> _EXERCISE OBJECTIVE_
Give the records below again, word for word. No pictures belong in the copy.
....
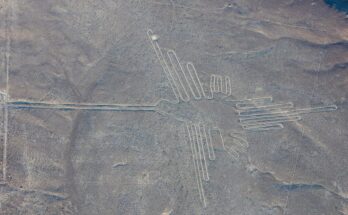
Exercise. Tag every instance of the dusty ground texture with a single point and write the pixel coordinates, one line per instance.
(90, 162)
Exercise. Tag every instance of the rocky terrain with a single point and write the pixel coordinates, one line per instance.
(173, 107)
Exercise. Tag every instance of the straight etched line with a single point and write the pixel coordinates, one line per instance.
(163, 63)
(251, 106)
(228, 86)
(202, 152)
(7, 69)
(272, 121)
(194, 77)
(172, 61)
(195, 163)
(198, 151)
(266, 127)
(267, 117)
(208, 142)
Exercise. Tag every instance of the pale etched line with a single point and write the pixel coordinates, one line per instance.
(199, 81)
(163, 63)
(266, 127)
(208, 142)
(7, 69)
(27, 156)
(212, 85)
(272, 121)
(194, 77)
(248, 106)
(202, 151)
(270, 109)
(81, 106)
(228, 86)
(219, 83)
(267, 99)
(195, 163)
(268, 117)
(317, 109)
(172, 52)
(197, 150)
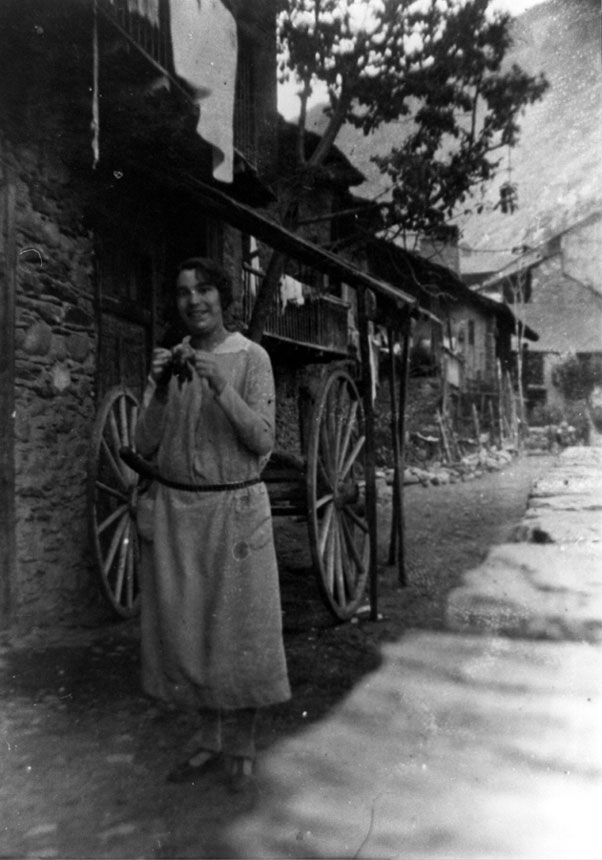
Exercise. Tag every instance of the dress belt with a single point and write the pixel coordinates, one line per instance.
(206, 488)
(147, 470)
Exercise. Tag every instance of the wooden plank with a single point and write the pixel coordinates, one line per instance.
(8, 277)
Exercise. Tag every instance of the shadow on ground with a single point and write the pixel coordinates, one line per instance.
(86, 754)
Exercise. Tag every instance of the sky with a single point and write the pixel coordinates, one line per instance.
(288, 103)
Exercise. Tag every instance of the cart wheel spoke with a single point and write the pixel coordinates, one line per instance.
(117, 514)
(340, 538)
(352, 458)
(111, 459)
(348, 433)
(113, 493)
(324, 531)
(324, 500)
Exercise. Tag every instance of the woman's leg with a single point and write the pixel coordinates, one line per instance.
(239, 733)
(208, 737)
(203, 750)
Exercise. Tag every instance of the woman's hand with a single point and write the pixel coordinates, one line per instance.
(160, 371)
(207, 368)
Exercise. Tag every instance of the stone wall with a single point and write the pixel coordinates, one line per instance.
(54, 392)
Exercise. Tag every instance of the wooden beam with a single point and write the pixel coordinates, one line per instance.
(8, 276)
(406, 332)
(248, 220)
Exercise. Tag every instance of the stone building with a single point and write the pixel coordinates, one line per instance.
(556, 288)
(109, 175)
(99, 159)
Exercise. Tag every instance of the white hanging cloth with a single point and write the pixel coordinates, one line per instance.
(291, 291)
(205, 48)
(148, 9)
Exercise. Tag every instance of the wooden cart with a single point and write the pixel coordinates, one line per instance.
(328, 485)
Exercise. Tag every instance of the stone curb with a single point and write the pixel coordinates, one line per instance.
(546, 585)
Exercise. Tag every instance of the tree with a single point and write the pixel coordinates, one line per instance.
(437, 62)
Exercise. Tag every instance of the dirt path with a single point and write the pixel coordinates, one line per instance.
(83, 756)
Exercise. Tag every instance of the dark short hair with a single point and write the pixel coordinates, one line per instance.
(219, 278)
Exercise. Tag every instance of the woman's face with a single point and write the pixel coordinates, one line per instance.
(199, 304)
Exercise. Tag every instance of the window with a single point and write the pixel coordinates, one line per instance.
(471, 332)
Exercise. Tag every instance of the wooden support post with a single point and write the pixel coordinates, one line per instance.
(8, 280)
(395, 513)
(492, 421)
(513, 412)
(370, 449)
(401, 434)
(397, 545)
(500, 401)
(477, 426)
(444, 439)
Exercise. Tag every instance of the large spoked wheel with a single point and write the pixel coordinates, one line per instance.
(113, 495)
(338, 527)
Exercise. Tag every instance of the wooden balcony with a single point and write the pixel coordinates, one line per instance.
(320, 324)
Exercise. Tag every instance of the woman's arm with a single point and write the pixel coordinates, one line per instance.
(253, 414)
(149, 427)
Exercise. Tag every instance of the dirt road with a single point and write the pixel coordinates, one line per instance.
(84, 755)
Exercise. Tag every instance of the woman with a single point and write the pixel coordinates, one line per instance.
(211, 618)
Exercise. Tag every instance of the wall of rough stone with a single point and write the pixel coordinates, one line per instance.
(54, 392)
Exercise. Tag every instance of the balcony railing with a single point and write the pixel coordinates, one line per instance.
(320, 323)
(154, 42)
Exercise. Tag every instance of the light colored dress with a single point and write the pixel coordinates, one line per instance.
(211, 619)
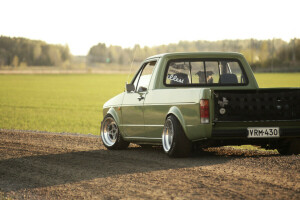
....
> _SOLUTION_
Exercise. Tag every instance of the dusty ground texture with a single point and write the pixel coordinates, one line per instance.
(90, 162)
Exercise. Tag every instance of the rocky terrain with a single point and write the pixel coordinates, one line per instance.
(173, 107)
Exercise. Tag every instance of the straight etched line with a single point and write the pixel coordinates, one line per instance.
(163, 63)
(251, 106)
(228, 86)
(202, 152)
(7, 69)
(272, 121)
(194, 77)
(172, 61)
(195, 163)
(198, 151)
(266, 127)
(267, 117)
(208, 142)
Exercise. Tag every instance of the pale etched line with a single point and write the pixel coordinates, one line per instance.
(199, 81)
(163, 63)
(266, 127)
(208, 142)
(7, 69)
(27, 156)
(212, 85)
(272, 121)
(194, 77)
(248, 106)
(202, 151)
(270, 109)
(81, 106)
(228, 86)
(219, 83)
(267, 99)
(195, 163)
(268, 117)
(317, 109)
(172, 52)
(197, 150)
Exercise. Tag every instance of the dress belt with a single point and write the pixel coordinates, one line per instance.
(206, 488)
(147, 470)
Exercise. Tag every instance of the wooden plank with a single point and write the pixel coordinates, one line per instance.
(8, 277)
Exercise. Tag every instance of the shadow on ground with a single point and write the pixel coordinates, one line per instance.
(86, 754)
Exercise. Tag every instance of the sky with a single point and write the pixel coordinates, one line per instance.
(288, 103)
Exercise. Tag every instance of the cart wheel spoke with a single point and write the pixel coordinates, one line per instance.
(117, 514)
(340, 538)
(352, 458)
(111, 459)
(348, 433)
(113, 493)
(324, 531)
(324, 500)
Exercise. Tag every instance of the woman's leg with a single point and write the pixel coordinates, one line per instance.
(239, 733)
(208, 737)
(203, 750)
Exercise. Tag every instance of the woman's hand with a single point and write the pixel coordinates, one line per instance.
(160, 371)
(207, 368)
Exercise. Tag every instance of the stone wall with a single point and write the pixel coordinates, one line per instance.
(54, 392)
Exercise. Tag every instance of the wooden beam with a single point and write the pixel coordinates, one line per instance.
(8, 276)
(406, 332)
(248, 220)
Exercise. Tag every instance of the stone building with a single point and write the pixel coordinates, one line per instance.
(556, 288)
(109, 175)
(99, 159)
Exercise. Tag every instance of the white hanging cloth with a single point and write the pixel coordinates, one line per instance.
(291, 291)
(205, 48)
(148, 9)
Exercise. Tag every instance of the wooden cart with a single point and write the pixel coordinates, one line per instance.
(328, 485)
Exercise. Tag every instance of the stone curb with a single point and write the pixel coordinates, one line per instance.
(546, 585)
Exercise. Tag every instance of the tree with a single point and write the pixel coordinates, one line per instance.
(437, 62)
Exercise. Tag every instance of the dirt path with a single point and write the pixel coordinates, one line per instance.
(83, 756)
Exercise. Tag every instance of the dark short hair with a single point and write the pixel coordinates, one line per instance.
(219, 278)
Exercise. Tag every instance of the woman's face with a single point and write the pixel coordinates, one line per instance.
(199, 304)
Exercise. Tag every instance of the window with a single point and write the pixel coordinates, one line per instance.
(471, 332)
Exercise. Tag every instance of the wooden support post with a single point and write the pixel coordinates, one line per instance.
(8, 280)
(395, 513)
(492, 421)
(513, 412)
(370, 449)
(401, 434)
(397, 545)
(500, 401)
(477, 426)
(444, 439)
Exercise. Tag every instance of the large spoked wheel with a single point and write the pixel coordinates, one line per instance.
(113, 495)
(338, 527)
Exercise. Tag every instance of the wooden balcony with a single point and write the pixel coordinates, one line per instance.
(320, 324)
Exercise. Tag every instance of the woman's arm with a single point and write the pixel coordinates, one line per instance.
(253, 414)
(149, 427)
Exercise. Tag every instance of the dirt road with a single point and write the pixel coordinates, one line per instance.
(84, 755)
Exercise. Tag every instance of the woman with a single point and write the pixel coordinates, one line per instance.
(211, 618)
Exercise. Tag every instance of the wall of rough stone with a single point and write the pixel coordinates, one line per instance.
(54, 392)
Exercise. Tag every instance of the balcony railing with a single point and write the pixel coordinates, one line per instance.
(320, 323)
(154, 42)
Exercise. Tag every instance of the light colored dress with a single point and write the pixel coordinates, one line per instance.
(211, 619)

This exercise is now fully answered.